**Data for review**
══════════

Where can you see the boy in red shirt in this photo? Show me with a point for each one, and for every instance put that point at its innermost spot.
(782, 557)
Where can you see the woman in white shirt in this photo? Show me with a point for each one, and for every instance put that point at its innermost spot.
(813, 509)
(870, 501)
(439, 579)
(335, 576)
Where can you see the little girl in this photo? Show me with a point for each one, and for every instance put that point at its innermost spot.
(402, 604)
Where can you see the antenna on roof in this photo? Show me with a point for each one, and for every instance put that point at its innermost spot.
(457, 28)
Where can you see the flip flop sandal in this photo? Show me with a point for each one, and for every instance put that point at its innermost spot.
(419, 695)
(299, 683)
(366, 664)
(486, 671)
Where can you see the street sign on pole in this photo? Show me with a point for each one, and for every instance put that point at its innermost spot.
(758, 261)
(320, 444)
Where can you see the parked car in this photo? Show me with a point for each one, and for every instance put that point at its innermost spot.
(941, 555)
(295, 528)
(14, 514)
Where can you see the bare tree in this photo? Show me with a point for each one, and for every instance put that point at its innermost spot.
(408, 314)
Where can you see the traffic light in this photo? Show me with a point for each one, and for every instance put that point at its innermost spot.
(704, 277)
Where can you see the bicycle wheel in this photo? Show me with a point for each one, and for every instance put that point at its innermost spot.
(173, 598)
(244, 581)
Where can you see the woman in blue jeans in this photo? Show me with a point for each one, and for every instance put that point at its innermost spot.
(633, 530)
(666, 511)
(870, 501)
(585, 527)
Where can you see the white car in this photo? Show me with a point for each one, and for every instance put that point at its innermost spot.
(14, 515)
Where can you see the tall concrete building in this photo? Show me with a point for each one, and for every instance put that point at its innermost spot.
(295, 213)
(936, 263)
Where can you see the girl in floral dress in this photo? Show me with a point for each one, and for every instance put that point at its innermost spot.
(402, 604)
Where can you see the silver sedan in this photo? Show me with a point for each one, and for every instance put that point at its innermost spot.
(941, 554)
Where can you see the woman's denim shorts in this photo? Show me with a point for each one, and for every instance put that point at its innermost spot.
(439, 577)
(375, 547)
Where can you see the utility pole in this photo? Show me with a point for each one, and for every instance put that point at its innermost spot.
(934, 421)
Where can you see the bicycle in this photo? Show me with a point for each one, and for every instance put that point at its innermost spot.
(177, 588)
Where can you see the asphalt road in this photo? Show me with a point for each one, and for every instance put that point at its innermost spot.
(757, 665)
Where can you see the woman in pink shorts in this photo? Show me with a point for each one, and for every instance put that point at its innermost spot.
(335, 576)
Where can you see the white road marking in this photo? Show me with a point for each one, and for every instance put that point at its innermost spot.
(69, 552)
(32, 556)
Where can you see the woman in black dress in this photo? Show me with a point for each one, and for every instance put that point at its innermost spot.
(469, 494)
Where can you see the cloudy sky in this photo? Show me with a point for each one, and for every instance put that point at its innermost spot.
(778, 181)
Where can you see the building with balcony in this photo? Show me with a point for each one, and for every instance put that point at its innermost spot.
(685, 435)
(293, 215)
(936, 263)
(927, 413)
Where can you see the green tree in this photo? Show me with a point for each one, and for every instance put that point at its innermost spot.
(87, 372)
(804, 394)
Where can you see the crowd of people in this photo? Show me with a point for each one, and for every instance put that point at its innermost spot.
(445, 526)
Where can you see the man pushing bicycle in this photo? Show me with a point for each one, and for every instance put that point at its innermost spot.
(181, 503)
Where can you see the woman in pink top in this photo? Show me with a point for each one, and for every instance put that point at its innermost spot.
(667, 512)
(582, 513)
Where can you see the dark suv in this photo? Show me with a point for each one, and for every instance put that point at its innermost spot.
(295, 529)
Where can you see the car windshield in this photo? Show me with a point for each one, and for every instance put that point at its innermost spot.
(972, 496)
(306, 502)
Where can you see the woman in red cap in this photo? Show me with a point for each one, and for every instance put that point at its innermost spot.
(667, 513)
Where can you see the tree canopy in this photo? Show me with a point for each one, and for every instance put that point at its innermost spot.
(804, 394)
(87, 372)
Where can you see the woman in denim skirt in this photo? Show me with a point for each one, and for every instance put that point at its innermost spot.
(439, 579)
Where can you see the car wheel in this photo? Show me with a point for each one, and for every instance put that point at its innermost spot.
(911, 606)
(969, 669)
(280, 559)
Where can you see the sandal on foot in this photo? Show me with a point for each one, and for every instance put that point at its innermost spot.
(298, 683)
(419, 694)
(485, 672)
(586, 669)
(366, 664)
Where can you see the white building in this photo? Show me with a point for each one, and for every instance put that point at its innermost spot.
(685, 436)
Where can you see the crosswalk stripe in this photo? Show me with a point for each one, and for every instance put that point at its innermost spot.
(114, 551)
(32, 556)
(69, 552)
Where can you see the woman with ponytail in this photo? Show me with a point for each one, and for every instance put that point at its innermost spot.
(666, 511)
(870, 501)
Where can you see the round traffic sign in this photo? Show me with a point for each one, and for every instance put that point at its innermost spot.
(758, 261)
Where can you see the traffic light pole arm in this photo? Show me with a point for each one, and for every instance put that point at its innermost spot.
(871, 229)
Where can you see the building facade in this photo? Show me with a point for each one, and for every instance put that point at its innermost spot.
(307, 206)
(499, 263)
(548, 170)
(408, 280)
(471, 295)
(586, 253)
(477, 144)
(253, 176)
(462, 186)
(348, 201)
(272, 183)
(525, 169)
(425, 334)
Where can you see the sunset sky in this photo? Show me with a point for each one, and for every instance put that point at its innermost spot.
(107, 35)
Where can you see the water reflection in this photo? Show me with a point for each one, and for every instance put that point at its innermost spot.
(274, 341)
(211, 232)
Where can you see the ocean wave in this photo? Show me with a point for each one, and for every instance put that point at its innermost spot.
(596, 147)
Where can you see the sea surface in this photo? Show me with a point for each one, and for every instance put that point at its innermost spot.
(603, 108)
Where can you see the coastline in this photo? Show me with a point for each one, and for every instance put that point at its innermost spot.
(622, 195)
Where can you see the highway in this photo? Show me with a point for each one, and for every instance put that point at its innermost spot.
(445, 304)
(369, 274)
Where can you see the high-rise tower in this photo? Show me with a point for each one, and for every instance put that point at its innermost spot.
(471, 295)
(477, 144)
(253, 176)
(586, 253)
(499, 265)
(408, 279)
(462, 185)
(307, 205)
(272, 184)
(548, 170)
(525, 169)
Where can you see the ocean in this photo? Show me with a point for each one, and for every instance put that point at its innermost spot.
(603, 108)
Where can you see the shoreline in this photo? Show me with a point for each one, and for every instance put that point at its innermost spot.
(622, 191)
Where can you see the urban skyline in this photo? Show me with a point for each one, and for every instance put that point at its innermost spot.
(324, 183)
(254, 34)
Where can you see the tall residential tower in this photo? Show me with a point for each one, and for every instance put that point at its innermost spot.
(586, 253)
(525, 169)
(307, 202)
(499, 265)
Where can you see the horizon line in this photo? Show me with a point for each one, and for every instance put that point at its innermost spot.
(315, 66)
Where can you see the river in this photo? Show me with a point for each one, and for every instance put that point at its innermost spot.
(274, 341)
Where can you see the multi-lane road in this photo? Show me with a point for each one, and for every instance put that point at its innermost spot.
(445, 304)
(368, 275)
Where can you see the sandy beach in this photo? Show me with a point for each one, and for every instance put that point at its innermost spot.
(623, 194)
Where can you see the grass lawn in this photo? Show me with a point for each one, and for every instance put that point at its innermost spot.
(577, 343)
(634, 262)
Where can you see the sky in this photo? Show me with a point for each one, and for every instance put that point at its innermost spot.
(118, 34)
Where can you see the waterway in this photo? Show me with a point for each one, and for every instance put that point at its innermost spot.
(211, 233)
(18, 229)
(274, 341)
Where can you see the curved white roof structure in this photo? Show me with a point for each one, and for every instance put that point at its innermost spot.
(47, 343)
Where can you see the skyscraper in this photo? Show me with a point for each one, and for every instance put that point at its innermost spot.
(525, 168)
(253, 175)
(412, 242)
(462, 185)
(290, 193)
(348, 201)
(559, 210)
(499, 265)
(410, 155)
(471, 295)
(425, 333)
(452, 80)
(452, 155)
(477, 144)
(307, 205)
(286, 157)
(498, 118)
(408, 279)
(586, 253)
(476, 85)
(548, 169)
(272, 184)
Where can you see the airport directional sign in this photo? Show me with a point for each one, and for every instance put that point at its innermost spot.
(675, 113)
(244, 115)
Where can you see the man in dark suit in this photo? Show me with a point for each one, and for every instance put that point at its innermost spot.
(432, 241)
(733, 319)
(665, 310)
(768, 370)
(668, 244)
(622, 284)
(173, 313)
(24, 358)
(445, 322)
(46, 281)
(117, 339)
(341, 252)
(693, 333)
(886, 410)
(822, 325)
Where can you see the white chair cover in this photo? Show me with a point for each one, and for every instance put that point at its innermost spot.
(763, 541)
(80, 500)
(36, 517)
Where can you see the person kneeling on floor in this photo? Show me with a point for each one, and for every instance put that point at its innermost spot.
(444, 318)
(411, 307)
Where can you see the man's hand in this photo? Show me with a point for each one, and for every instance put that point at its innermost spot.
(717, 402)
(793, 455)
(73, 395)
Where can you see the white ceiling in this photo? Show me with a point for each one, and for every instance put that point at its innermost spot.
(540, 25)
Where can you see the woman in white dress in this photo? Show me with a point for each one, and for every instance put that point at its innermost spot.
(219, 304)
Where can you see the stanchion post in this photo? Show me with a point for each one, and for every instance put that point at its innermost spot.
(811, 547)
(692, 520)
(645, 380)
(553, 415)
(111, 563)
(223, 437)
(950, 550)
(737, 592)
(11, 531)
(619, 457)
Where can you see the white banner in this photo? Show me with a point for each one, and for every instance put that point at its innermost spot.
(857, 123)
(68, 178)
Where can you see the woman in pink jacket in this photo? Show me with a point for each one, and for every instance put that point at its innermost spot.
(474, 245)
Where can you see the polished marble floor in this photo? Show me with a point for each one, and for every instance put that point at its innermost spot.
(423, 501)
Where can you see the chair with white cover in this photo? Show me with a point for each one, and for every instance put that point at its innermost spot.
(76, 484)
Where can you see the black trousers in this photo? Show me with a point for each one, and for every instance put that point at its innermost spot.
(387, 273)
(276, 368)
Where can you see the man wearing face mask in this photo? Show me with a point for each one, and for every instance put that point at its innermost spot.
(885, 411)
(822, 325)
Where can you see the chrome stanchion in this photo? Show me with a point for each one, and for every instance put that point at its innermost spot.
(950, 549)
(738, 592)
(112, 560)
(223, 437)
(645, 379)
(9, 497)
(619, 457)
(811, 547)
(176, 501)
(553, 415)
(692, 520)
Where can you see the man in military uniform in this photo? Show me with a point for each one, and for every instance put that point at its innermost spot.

══════════

**What to work on**
A faithful copy of the lines from the line containing "Where can you see the chair" to the end of the data should be set down, both ends included, and nothing more.

**Solution to the problem**
Where can you see the chair with white cover in this photo? Show me with a point for each one, and for every instance put that point at its innermost spot.
(76, 484)
Where can you see the black trousers in this photo? Show me with a point for each one, and for every instance put that point at its innermost spot.
(387, 273)
(276, 368)
Where can you see the man wearing face mask in this photo? Show me with a point for each one, and for every instance put that point at its innermost spot.
(885, 411)
(822, 325)
Where can you see the chrome stanchion in this photo? Show me with a point for each one, and for every instance put that point at its innermost spot.
(950, 549)
(738, 592)
(112, 560)
(223, 437)
(645, 379)
(9, 497)
(619, 457)
(811, 547)
(176, 501)
(553, 415)
(692, 520)
Where can you see the man in military uniform in this photo? Show me with a point for each one, and for every instance put that point at its innermost spot.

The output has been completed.